課題の目的.
演歌と懐メロについての文章のうち、「そのあとのビニライト盤で発売」から「然し、昭和も30年代に入るとロックの台頭で次第にジャズの勢いは衰えてゆく。」までを一字も変えずに書き写してください。

掲載文.
* * * * * * *

☆舟唄  :  八代亜紀   1979


   日本人のこころ  と言われて久しい演歌だがその心は…未だに結論が出ない。

   日本特有の歌の世界なのは分かるのだが、それが懐メロとの境界がいつなのか…。

   小生の言う懐メロとは少なくともソフトがSPレコードで発売されていた昭和36年辺りまで、と線引きしている。

   そのあとのビニライト盤で発売されてステレオで録音されだすと演歌、ムード歌謡と幾種類かに分類出来るが、何故懐メロと演歌を分断するかと言うと、伴奏の楽団の編成の違いにある。

   レコード各社の専属楽団がジャズの編成のビッグバンド風からエレキギター🎸やエレピと言う其れ迄にはないロック風な編成に移行した辺りを懐メロと演歌の端境期と見ると判りがいいからだ。

   だから、懐メロの時代は演歌風の節回しでもジャズ風のサウンドだったりする。

   言って見れば、懐メロはジャズの時代だった。

   然し、昭和も30年代に入るとロックの台頭で次第にジャズの勢いは衰えてゆく。

* * * * * * *

データ行.
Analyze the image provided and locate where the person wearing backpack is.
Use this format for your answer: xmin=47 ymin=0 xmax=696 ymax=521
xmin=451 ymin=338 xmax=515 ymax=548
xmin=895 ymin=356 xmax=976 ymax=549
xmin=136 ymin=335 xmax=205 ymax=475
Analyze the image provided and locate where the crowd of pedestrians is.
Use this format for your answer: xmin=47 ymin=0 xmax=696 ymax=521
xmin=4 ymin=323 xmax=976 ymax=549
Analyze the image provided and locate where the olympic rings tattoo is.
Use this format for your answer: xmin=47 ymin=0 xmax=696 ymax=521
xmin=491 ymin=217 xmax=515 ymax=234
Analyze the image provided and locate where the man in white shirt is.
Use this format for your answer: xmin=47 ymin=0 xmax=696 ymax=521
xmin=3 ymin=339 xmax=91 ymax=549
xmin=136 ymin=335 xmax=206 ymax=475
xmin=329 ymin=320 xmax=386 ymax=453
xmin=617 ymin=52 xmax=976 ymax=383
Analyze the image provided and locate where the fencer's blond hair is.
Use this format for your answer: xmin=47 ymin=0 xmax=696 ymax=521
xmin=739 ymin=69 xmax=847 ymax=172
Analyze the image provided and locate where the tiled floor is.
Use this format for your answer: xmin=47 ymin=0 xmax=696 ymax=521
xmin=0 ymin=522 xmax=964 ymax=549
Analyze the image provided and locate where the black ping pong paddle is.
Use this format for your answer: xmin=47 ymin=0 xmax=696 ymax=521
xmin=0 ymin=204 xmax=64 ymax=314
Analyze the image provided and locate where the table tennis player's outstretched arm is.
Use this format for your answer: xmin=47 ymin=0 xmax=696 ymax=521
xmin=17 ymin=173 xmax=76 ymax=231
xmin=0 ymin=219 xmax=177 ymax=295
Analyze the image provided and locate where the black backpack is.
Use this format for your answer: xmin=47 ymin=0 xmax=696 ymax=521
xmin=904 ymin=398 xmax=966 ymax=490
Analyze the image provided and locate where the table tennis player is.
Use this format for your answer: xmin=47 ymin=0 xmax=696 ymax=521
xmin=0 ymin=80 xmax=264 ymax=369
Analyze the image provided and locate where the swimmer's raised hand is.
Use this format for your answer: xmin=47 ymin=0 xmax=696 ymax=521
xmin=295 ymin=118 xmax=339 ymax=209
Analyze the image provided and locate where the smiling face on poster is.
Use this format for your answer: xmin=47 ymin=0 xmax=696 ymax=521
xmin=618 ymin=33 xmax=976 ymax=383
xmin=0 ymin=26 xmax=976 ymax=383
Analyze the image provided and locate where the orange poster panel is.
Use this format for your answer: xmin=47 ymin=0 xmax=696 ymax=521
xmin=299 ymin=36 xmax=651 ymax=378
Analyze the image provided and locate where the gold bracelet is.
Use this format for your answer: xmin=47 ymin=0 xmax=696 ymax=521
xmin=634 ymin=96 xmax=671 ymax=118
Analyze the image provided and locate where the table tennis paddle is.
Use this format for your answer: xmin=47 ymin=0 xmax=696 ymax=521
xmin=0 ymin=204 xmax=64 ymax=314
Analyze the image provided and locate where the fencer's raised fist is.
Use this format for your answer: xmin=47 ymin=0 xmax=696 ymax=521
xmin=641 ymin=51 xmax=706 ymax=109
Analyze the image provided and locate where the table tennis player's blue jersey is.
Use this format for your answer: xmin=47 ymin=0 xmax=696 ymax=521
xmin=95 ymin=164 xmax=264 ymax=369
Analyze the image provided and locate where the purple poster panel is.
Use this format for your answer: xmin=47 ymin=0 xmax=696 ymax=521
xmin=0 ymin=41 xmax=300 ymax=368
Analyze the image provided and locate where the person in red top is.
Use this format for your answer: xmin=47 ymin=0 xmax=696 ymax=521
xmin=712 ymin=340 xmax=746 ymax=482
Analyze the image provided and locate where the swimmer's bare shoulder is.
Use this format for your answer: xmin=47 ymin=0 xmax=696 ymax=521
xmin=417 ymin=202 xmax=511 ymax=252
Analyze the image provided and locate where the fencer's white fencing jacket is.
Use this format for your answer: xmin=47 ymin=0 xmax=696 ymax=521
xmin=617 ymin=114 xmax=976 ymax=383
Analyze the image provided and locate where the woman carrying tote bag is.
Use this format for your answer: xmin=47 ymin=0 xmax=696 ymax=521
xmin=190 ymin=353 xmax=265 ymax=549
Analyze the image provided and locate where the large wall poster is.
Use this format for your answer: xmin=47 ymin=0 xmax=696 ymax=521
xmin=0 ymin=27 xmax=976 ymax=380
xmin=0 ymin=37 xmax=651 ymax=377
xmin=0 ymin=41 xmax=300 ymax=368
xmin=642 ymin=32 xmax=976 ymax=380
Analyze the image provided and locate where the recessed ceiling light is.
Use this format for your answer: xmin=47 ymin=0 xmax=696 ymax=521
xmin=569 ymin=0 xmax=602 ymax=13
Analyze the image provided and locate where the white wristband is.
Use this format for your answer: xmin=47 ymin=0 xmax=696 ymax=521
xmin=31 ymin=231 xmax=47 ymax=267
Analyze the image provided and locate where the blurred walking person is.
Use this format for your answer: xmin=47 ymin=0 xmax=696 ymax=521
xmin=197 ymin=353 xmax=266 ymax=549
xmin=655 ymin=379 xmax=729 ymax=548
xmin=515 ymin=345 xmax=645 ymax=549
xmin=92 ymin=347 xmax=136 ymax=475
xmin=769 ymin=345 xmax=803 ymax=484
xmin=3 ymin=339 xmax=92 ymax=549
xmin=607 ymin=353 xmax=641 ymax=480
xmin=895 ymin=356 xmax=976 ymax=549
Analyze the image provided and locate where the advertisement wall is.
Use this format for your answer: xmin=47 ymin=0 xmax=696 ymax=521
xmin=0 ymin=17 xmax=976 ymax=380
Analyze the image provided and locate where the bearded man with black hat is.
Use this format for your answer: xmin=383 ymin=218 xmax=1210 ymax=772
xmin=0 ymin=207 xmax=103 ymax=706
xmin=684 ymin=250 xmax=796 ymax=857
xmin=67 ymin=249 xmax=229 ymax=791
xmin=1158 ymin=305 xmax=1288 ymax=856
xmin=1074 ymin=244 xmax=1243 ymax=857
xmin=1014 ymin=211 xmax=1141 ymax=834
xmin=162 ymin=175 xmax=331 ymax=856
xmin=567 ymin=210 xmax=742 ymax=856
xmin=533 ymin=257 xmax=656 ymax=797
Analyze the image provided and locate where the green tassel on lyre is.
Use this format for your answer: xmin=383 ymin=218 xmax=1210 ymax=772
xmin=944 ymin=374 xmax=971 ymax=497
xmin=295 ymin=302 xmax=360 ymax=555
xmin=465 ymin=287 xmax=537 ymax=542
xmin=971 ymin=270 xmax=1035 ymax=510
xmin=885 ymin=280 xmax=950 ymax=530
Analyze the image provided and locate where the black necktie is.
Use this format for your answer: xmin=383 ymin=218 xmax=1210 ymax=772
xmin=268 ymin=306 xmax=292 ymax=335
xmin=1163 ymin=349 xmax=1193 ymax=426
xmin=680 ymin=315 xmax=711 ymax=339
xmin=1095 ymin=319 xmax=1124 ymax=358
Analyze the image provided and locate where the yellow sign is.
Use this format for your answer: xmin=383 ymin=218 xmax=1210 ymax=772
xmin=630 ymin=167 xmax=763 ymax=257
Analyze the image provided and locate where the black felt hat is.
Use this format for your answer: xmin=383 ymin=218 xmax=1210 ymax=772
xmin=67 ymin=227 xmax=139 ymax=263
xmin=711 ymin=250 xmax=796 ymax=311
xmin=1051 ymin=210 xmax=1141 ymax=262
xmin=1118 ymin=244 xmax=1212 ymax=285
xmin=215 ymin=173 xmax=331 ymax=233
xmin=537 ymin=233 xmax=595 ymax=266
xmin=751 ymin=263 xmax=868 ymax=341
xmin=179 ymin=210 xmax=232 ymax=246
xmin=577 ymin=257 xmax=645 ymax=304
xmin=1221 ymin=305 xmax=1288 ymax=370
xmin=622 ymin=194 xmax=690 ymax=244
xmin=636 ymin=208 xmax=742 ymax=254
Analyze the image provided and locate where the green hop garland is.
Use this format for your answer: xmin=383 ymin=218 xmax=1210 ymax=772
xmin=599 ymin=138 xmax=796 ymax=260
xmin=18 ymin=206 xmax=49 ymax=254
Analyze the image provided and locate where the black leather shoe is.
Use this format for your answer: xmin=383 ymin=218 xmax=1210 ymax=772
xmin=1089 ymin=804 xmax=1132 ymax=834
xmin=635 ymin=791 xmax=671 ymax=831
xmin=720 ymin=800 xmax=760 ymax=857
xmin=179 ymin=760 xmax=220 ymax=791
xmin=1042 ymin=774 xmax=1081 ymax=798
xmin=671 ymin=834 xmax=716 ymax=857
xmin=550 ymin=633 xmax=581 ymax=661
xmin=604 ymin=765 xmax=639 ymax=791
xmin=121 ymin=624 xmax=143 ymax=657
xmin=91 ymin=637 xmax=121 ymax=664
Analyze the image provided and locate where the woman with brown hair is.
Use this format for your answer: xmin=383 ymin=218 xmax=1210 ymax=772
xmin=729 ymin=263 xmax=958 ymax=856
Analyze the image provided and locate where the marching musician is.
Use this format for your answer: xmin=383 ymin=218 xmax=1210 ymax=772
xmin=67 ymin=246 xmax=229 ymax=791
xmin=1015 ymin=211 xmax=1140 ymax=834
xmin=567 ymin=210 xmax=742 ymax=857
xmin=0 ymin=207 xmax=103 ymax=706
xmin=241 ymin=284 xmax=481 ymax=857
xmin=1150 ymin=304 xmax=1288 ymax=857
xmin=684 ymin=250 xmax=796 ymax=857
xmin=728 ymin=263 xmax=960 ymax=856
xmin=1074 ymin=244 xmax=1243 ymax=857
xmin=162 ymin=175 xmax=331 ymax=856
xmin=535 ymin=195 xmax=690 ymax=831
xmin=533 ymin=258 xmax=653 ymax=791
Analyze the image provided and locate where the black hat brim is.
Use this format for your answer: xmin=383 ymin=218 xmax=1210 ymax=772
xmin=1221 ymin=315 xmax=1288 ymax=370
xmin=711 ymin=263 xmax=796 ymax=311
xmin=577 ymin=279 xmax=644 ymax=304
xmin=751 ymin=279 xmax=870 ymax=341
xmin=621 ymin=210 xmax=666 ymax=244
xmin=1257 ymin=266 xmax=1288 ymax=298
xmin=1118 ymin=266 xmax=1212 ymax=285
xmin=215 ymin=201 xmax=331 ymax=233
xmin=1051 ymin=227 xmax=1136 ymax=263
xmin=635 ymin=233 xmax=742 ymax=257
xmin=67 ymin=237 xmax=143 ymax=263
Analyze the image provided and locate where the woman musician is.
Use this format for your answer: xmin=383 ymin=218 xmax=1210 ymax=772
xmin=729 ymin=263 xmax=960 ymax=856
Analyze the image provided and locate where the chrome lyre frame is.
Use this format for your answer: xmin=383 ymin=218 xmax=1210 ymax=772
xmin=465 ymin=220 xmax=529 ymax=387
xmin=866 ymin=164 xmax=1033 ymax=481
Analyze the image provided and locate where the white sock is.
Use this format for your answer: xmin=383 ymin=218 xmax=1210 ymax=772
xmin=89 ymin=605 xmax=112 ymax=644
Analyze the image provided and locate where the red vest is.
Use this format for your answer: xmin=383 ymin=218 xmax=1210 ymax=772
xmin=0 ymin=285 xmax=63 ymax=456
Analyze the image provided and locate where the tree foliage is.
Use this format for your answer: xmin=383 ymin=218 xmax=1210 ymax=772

* * * * * * *

課題の出力.
そのあとのビニライト盤で発売されてステレオで録音されだすと演歌、ムード歌謡と幾種類かに分類出来るが、何故懐メロと演歌を分断するかと言うと、伴奏の楽団の編成の違いにある。

   レコード各社の専属楽団がジャズの編成のビッグバンド風からエレキギター🎸やエレピと言う其れ迄にはないロック風な編成に移行した辺りを懐メロと演歌の端境期と見ると判りがいいからだ。

   だから、懐メロの時代は演歌風の節回しでもジャズ風のサウンドだったりする。

   言って見れば、懐メロはジャズの時代だった。

   然し、昭和も30年代に入るとロックの台頭で次第にジャズの勢いは衰えてゆく。